* Consigne: D'après le texte ci-dessous sur l'affaire Karbaat, combien d'enfants par donneur la loi autorise-t-elle au maximum ? Répondez en une phrase, s'il vous plaît.

* Texte choisi:
★ ★ ★
Avec son large sourire, ses cheveux blancs et sa bonne réputation, il a longtemps inspiré confiance. Jan Karbaat, pionnier de la procréation médicalement assistée aux Pays-Bas, n’était-il, en fait, qu’un médecin à l’esprit dérangé, convaincu qu’il était sur terre pour partager ses gènes et son intelligence avec une vaste descendance ? Il aurait, en tout cas, inséminé avec son propre sperme – et non celui de donneurs, anonymes ou non – des dizaines de femmes. A l’une d’entre elles, il aurait même affirmé qu’il était le père biologique de 60 enfants.

Vingt-trois de ces enfants s’interrogeant sur leur paternité attendent désormais, avec beaucoup d’impatience, un jugement annoncé pour le 2 juin par le tribunal civil de Rotterdam. Ils réclament un prélèvement d’ADN qui déterminerait si, oui ou non, l’ancien directeur de la clinique Bijdorp, à Barendrecht, près de Rotterdam, est leur père. Problème : M. Karbaat est décédé en avril, et ses proches s’opposent farouchement à une exhumation.

Il y a quelques semaines, sept policiers ont donc débarqué au domicile de Rita Karbaat, l’épouse du médecin, pour saisir une série d’objets ayant appartenu à son mari. L’avocate de la famille a introduit un recours pour obtenir la restitution immédiate d’une brosse à dents, d’une tondeuse ou de linge de corps ayant appartenu au médecin. Affirmant comprendre que les plaignants se posent des questions, la représentante légale de Mme Karbaat estime qu’ils doivent toutefois considérer que « le don de sperme s’accompagne parfois d’incertitude ». L’avocate affirme également que la famille du défunt a le droit au respect de « sa vie privée ».

« Le sentiment d’avoir été violées »

Moniek Wassenaar, elle, est certaine de ce que M. Karbaat lui a un jour avoué au début de 2011 : autour d’une tasse de thé, le vieux médecin lui a, dit-elle, déclaré fièrement qu’il était sans doute son père biologique, et celui de beaucoup d’autres enfants. « Il n’avait aucune notion d’éthique et banalisait l’impact pour ces enfants-éprouvettes », a expliqué Mme Wassenaar à des journalistes. Rita Karbaat aurait assisté à cette conversation, mais affirme ne plus s’en souvenir.

D’autres mères, parmi les milliers qui sont passées par la clinique Bijdorp dans les années 1980 et 1990, affirment qu’au moment de l’insémination, le médecin s’absentait quelques minutes pour aller chercher « du sperme frais » dans une pièce attenante. Elles soupçonnent qu’en réalité il se masturbait pour leur inséminer sa propre semence, et non celle du donneur. « Une image terrible, qui explique que certaines de ces femmes ont en fait le sentiment d’avoir été violées », explique MTim Bueters, l’avocat de certaines plaignantes.

L’affaire jette d’autant plus le trouble que les Pays-Bas ont été confrontés, à la fin de 2016, à un autre dossier retentissant portant sur des fécondations in vitro. Le centre médical universitaire d’Utrecht a lancé une enquête sur une possible erreur de procédure qui aurait abouti à ce que 26 patientes soient inséminées avec le sperme d’un autre homme que leur conjoint. Les faits se seraient produits entre avril 2015 et novembre 2016. L’institution a promis de faire « toute la lumière » sur ces erreurs, alors que plusieurs femmes ont, depuis, accouché.

La clinique du DKarbaat avait, elle, été fermée en 2009, à la suite de la découverte d’une série d’irrégularités administratives et de trucages. Le médecin avait aussi contourné la loi qui fixe à six maximum le nombre d’enfants par donneur.
★ ★ ★
* Extraits des données:

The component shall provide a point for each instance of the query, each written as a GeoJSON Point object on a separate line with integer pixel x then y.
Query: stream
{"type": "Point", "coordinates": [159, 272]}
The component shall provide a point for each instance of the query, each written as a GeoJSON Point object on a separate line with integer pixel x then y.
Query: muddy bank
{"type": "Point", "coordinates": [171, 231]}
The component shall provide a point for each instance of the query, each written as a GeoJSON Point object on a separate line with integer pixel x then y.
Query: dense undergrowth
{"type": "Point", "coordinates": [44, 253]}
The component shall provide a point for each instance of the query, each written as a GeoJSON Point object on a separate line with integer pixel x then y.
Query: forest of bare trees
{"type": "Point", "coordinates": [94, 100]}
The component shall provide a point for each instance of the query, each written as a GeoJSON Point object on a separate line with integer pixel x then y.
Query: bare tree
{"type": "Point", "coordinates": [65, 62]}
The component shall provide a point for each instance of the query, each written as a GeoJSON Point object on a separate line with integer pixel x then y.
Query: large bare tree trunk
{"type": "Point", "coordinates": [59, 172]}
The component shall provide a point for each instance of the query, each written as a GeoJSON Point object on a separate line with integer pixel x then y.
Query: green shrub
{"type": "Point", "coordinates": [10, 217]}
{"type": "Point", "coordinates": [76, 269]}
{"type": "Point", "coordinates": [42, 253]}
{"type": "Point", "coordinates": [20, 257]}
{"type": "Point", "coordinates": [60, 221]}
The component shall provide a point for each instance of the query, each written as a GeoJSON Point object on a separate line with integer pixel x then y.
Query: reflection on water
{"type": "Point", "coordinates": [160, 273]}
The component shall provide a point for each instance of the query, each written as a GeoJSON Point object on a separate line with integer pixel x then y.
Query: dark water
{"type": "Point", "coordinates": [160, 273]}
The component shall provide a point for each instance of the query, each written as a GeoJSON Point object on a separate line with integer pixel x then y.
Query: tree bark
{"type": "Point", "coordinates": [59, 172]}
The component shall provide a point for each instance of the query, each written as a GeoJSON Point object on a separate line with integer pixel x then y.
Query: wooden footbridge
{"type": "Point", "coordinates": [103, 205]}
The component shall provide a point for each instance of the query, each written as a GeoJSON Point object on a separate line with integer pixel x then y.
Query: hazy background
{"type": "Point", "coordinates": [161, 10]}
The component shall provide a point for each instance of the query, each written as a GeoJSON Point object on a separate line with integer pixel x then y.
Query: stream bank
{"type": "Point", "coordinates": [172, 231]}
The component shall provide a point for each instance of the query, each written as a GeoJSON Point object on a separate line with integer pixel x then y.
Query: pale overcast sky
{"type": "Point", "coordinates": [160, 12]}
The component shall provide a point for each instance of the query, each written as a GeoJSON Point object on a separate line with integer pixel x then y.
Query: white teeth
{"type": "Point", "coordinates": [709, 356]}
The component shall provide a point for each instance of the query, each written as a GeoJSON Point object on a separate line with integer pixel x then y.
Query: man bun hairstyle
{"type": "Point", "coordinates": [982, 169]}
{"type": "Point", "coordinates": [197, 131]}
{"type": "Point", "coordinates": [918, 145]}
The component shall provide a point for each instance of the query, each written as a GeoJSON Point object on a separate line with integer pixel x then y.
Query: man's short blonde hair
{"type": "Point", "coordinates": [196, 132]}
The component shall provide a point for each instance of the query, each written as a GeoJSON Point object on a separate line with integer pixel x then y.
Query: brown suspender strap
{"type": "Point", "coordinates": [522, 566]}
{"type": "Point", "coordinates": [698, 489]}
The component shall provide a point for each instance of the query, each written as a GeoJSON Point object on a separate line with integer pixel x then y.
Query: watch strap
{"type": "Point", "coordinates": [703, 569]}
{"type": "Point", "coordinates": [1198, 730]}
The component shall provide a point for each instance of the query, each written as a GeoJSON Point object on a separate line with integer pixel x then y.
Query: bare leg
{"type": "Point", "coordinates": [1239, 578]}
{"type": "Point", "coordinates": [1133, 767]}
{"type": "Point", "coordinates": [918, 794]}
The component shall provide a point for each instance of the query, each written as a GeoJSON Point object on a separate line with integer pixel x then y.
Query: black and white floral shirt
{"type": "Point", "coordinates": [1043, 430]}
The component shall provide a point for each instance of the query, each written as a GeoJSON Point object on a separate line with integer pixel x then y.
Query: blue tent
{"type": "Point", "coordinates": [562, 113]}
★ ★ ★
* Corrigé: La loi fixe à six au maximum le nombre d'enfants par donneur.